→ **What the task requires**
Everything in the listing except the pictures should be written out exactly.

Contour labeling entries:
■ ■ ■ ■
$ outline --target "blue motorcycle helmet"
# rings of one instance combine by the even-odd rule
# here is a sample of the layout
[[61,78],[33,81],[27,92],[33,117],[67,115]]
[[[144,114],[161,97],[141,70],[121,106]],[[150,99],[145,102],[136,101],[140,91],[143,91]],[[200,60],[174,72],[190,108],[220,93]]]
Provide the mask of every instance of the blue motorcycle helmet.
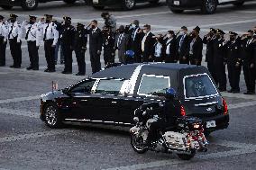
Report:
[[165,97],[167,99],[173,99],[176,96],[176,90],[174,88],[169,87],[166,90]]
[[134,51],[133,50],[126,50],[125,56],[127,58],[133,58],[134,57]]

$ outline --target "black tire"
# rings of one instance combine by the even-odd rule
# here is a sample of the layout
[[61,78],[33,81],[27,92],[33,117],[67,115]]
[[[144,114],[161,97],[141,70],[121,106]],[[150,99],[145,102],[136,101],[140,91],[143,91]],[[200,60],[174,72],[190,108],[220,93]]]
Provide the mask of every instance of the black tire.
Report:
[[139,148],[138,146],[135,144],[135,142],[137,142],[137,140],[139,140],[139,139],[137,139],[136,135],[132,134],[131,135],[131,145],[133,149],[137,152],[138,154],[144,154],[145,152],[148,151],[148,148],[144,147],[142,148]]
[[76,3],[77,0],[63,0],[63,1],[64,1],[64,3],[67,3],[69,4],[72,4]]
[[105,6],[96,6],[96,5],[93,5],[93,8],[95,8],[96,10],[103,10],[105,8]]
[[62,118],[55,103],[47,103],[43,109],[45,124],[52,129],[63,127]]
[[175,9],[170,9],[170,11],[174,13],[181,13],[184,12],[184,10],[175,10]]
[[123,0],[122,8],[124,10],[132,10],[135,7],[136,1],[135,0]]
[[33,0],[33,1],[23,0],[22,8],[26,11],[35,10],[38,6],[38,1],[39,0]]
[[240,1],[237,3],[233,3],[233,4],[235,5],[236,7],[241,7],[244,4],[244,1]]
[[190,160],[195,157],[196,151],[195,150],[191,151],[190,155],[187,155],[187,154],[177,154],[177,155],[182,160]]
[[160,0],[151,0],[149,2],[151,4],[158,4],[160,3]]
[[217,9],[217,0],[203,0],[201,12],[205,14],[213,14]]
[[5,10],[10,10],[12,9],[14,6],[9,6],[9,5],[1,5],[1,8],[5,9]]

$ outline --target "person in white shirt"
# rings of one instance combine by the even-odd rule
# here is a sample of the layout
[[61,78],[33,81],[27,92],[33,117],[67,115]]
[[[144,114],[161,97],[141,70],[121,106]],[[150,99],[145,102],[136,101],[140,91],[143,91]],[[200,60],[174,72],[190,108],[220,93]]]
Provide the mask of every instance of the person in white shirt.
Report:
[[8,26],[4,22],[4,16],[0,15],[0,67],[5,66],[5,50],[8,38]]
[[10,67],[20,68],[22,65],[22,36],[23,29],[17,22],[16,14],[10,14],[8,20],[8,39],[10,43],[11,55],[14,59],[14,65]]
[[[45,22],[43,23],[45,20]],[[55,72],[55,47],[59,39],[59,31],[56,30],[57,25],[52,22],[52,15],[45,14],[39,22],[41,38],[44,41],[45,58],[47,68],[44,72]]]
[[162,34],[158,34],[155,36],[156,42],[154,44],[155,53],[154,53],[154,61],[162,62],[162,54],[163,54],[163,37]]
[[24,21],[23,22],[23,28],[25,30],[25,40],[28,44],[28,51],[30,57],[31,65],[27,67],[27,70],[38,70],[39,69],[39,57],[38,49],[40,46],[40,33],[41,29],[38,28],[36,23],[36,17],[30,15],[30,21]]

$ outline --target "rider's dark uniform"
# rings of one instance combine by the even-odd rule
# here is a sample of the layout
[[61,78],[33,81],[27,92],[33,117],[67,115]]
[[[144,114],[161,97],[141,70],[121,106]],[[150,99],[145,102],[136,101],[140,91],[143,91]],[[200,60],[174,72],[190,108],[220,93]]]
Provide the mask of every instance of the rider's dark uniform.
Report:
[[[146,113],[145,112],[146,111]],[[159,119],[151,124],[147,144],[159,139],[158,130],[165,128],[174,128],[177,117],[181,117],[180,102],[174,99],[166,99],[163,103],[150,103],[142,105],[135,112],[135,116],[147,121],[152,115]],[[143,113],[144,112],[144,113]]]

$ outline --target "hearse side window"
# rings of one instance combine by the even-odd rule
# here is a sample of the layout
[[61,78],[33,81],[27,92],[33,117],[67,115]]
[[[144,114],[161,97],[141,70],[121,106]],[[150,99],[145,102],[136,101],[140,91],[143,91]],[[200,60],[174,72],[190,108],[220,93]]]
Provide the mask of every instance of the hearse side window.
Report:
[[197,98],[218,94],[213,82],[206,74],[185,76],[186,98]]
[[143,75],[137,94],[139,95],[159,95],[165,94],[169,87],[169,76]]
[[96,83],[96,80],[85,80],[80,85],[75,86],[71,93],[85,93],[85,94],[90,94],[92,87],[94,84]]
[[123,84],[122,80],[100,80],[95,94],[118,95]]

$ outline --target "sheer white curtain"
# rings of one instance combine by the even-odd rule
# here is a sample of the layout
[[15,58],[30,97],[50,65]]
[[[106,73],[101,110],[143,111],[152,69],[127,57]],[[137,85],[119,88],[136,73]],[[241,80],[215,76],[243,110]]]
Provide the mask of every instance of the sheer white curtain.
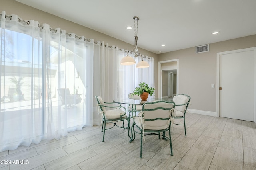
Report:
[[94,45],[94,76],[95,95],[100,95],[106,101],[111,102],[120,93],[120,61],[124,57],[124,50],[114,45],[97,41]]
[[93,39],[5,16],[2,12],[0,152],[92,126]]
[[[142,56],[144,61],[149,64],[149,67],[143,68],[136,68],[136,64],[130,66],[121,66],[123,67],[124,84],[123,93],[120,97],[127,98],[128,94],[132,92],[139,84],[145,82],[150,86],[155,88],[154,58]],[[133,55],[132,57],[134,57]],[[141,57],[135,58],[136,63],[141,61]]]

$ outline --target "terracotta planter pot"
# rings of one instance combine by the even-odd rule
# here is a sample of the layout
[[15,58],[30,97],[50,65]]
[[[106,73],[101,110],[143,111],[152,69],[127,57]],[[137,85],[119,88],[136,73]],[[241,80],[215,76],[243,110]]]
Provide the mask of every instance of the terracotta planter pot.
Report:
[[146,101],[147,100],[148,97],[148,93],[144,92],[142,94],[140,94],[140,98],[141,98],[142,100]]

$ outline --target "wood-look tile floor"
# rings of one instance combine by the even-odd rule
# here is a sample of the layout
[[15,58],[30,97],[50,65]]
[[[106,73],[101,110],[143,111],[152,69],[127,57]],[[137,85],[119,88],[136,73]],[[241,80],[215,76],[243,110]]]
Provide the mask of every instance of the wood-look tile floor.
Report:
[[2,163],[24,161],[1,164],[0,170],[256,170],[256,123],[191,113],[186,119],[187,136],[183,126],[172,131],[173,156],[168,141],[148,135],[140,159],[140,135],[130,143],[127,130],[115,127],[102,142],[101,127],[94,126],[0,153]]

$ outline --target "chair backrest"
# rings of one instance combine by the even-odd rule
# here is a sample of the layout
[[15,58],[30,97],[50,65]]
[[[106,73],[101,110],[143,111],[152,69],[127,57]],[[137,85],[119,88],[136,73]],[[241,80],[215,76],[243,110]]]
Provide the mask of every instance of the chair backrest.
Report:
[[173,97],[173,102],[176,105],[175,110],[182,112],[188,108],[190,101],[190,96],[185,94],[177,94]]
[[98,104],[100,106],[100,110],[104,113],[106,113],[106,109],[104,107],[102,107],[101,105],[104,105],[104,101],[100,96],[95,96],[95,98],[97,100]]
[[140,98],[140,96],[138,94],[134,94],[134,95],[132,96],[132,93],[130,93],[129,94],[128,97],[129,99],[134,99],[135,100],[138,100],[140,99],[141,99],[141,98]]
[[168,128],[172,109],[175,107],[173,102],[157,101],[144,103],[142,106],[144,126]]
■ ■ ■ ■
→ **The reply**
$ outline --target "blue motorcycle helmet"
# rings of one instance combine by the even-odd rule
# here is a sample of the layout
[[61,78],[33,81],[27,92],[33,117],[67,115]]
[[[144,114],[161,97],[141,70],[121,106]],[[150,99],[145,102],[136,101],[140,91],[143,91]],[[200,60],[174,72],[190,108],[220,93]]]
Provide the mask of every instance of the blue motorcycle helmet.
Report:
[[165,97],[167,99],[173,99],[176,96],[176,90],[174,88],[169,87],[166,90]]
[[134,51],[133,50],[126,50],[125,56],[127,58],[133,58],[134,57]]

$ outline --target "black tire"
# rings of one instance combine by the even-odd rule
# here is a sample of the layout
[[61,78],[33,81],[27,92],[33,117],[67,115]]
[[[144,114],[161,97],[141,70],[121,106]],[[150,99],[145,102],[136,101],[140,91],[143,91]],[[200,60],[174,72],[190,108],[220,93]]]
Provide the mask of every instance of the black tire.
Report:
[[139,148],[138,146],[135,144],[135,142],[137,142],[137,140],[139,140],[139,139],[137,139],[136,135],[132,134],[131,135],[131,145],[133,149],[137,152],[138,154],[144,154],[145,152],[148,151],[148,148],[144,147],[142,148]]
[[76,3],[77,0],[63,0],[63,1],[64,1],[64,3],[67,3],[69,4],[72,4]]
[[105,6],[96,6],[96,5],[93,5],[93,8],[95,8],[96,10],[103,10],[105,8]]
[[62,118],[55,103],[47,103],[43,109],[45,124],[52,129],[63,127]]
[[175,9],[170,9],[170,11],[174,13],[181,13],[184,12],[184,10],[175,10]]
[[123,0],[122,8],[124,10],[132,10],[135,7],[136,1],[135,0]]
[[33,0],[33,1],[23,0],[22,8],[26,11],[35,10],[38,6],[38,1],[39,0]]
[[240,1],[237,3],[233,3],[233,4],[235,5],[236,7],[241,7],[244,4],[244,1]]
[[190,160],[195,157],[196,151],[195,150],[191,151],[190,155],[187,155],[187,154],[177,154],[177,155],[182,160]]
[[160,0],[151,0],[149,2],[151,4],[158,4],[160,3]]
[[217,9],[217,0],[203,0],[201,12],[205,14],[213,14]]
[[5,10],[10,10],[12,9],[14,6],[9,6],[9,5],[1,5],[1,8],[5,9]]

$ outline --target "person in white shirt"
# rings of one instance combine by the even-odd rule
# here is a sample of the layout
[[61,78],[33,81],[27,92],[33,117],[67,115]]
[[[144,114],[161,97],[141,70],[121,106]],[[150,99],[145,102],[136,101],[140,91],[143,91]],[[200,60],[174,72],[190,108],[220,93]]]
Provide the mask of every instance of the person in white shirt.
Report:
[[8,26],[4,22],[4,16],[0,15],[0,67],[5,66],[5,50],[8,38]]
[[10,67],[20,68],[22,65],[22,36],[23,29],[17,22],[16,14],[10,14],[8,20],[8,39],[10,43],[11,55],[14,59],[14,65]]
[[[45,22],[43,23],[45,20]],[[55,72],[55,47],[59,39],[59,31],[56,30],[57,25],[52,22],[52,15],[45,14],[39,22],[41,38],[44,41],[45,58],[47,68],[44,72]]]
[[162,34],[158,34],[155,36],[156,42],[154,44],[155,53],[154,53],[154,61],[162,62],[162,54],[163,54],[163,37]]
[[24,21],[23,22],[23,28],[25,30],[25,40],[28,44],[28,51],[30,57],[31,65],[27,67],[27,70],[38,70],[39,69],[39,57],[38,49],[40,46],[40,33],[41,29],[38,28],[36,23],[36,17],[30,15],[30,21]]

$ outline --target "rider's dark uniform"
# rings of one instance combine by the even-odd rule
# here is a sample of the layout
[[61,78],[33,81],[27,92],[33,117],[67,115]]
[[[144,114],[161,97],[141,70],[121,106]],[[150,99],[145,102],[136,101],[140,91],[143,91]],[[200,60],[174,72],[190,108],[220,93]]]
Provide the mask of every instance of the rider's dark uniform.
Report:
[[[146,113],[145,112],[146,111]],[[159,119],[151,124],[147,144],[159,139],[158,130],[165,128],[174,128],[177,117],[181,117],[180,102],[174,99],[166,99],[163,103],[150,103],[142,105],[135,112],[135,116],[147,121],[152,115]],[[143,113],[144,112],[144,113]]]

$ outline --target "hearse side window"
# rings of one instance combine by the even-odd rule
# here is a sample of the layout
[[61,78],[33,81],[27,92],[33,117],[67,115]]
[[[144,114],[161,97],[141,70],[121,106]],[[150,99],[145,102],[136,101],[140,91],[143,91]],[[200,60],[174,72],[190,108],[220,93]]]
Provide the mask of every instance of the hearse side window.
Report:
[[197,98],[218,94],[213,82],[206,74],[185,76],[186,98]]
[[143,75],[137,94],[139,95],[159,95],[165,94],[169,87],[169,76]]
[[96,83],[96,80],[85,80],[80,85],[75,86],[71,93],[85,93],[85,94],[90,94],[92,87],[94,84]]
[[123,84],[122,80],[100,80],[95,94],[118,95]]

$ outline --target "sheer white curtain"
# rings of one instance combine by the even-odd rule
# here is a sample of the layout
[[15,58],[30,97],[50,65]]
[[[106,73],[101,110],[143,111],[152,69],[127,57]],[[137,85],[119,88],[136,73]],[[241,80],[215,76],[243,110]]]
Provide the mask of every instance of the sheer white curtain.
Report:
[[94,45],[94,76],[95,95],[100,95],[106,101],[111,102],[120,93],[120,61],[124,57],[124,50],[114,45],[97,41]]
[[93,39],[5,16],[2,12],[0,152],[92,126]]
[[[142,56],[144,61],[149,64],[149,67],[143,68],[136,68],[136,64],[130,66],[121,66],[123,67],[124,84],[123,93],[120,97],[127,98],[128,94],[132,92],[139,84],[145,82],[150,86],[155,88],[154,58]],[[133,55],[132,57],[134,57]],[[141,57],[135,58],[136,63],[141,61]]]

$ outline --target "terracotta planter pot"
# rings of one instance combine by the even-odd rule
# here is a sample of the layout
[[15,58],[30,97],[50,65]]
[[[106,73],[101,110],[143,111],[152,69],[127,57]],[[137,85],[119,88],[136,73]],[[241,80],[215,76],[243,110]]]
Provide the mask of every instance of the terracotta planter pot.
Report:
[[146,101],[147,100],[148,97],[148,93],[144,92],[142,94],[140,94],[140,98],[141,98],[142,100]]

$ outline --target "wood-look tile floor"
# rings of one instance combine by the even-odd rule
# here is a sample of the layout
[[15,58],[30,97],[50,65]]
[[[106,73],[101,110],[143,111],[152,69],[127,57]],[[137,85],[119,88],[136,73]],[[241,80],[215,76],[243,110]]]
Provide the mask of every instance of the wood-look tile floor.
Report:
[[2,163],[24,161],[1,164],[0,170],[256,170],[256,123],[191,113],[186,119],[187,136],[183,126],[172,131],[173,156],[168,141],[148,135],[140,159],[140,135],[130,143],[127,130],[115,127],[102,142],[101,127],[94,126],[0,153]]

$ outline --target "chair backrest"
# rings of one instance combine by the even-odd rule
# here is a sample of the layout
[[15,58],[30,97],[50,65]]
[[[106,73],[101,110],[143,111],[152,69],[127,57]],[[137,85],[119,88],[136,73]],[[241,80],[215,76],[243,110]]]
Provide the mask of every instance of the chair backrest.
Report:
[[173,97],[173,102],[176,105],[175,110],[182,112],[188,108],[190,101],[190,96],[185,94],[177,94]]
[[98,104],[100,106],[100,110],[104,113],[106,113],[106,109],[104,107],[102,107],[101,105],[104,105],[104,101],[100,96],[95,96],[95,98],[97,100]]
[[140,98],[140,96],[138,94],[134,94],[134,95],[132,96],[132,93],[130,93],[129,94],[128,97],[129,99],[134,99],[135,100],[138,100],[140,99],[141,99],[141,98]]
[[168,128],[172,109],[175,107],[173,102],[157,101],[144,103],[142,106],[144,126]]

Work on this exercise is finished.